### Set task
Rewrite the records below with every "wall-mounted lantern" changed to "wall lamp" and nothing else altered. Leave the pictures out.

### Records shown

----

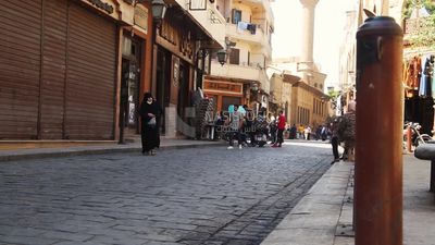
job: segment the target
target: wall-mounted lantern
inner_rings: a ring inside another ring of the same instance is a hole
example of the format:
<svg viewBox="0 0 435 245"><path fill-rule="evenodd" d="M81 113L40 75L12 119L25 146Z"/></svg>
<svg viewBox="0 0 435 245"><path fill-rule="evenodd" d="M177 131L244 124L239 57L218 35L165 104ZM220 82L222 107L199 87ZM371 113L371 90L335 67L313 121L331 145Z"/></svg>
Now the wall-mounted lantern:
<svg viewBox="0 0 435 245"><path fill-rule="evenodd" d="M166 4L163 0L152 0L151 8L152 19L156 23L161 23L166 12Z"/></svg>
<svg viewBox="0 0 435 245"><path fill-rule="evenodd" d="M226 50L225 50L225 49L220 49L220 50L216 52L216 56L217 56L217 61L219 61L219 63L220 63L221 65L224 65L225 62L226 62Z"/></svg>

----

### Answer for the task
job: segment the target
target: wall lamp
inner_rings: a ring inside another ring of the same instance is a hole
example of the format:
<svg viewBox="0 0 435 245"><path fill-rule="evenodd" d="M81 113L40 75L12 119L25 146Z"/></svg>
<svg viewBox="0 0 435 245"><path fill-rule="evenodd" d="M177 131L244 124L239 57L218 35L165 104ZM220 82L222 107L199 87ZM371 113L371 90L335 67L313 121L331 145Z"/></svg>
Now the wall lamp:
<svg viewBox="0 0 435 245"><path fill-rule="evenodd" d="M166 4L163 0L152 0L151 8L152 19L156 23L161 23L166 12Z"/></svg>
<svg viewBox="0 0 435 245"><path fill-rule="evenodd" d="M226 50L225 50L225 49L220 49L220 50L216 52L216 56L217 56L217 61L219 61L219 63L220 63L221 65L224 65L225 62L226 62Z"/></svg>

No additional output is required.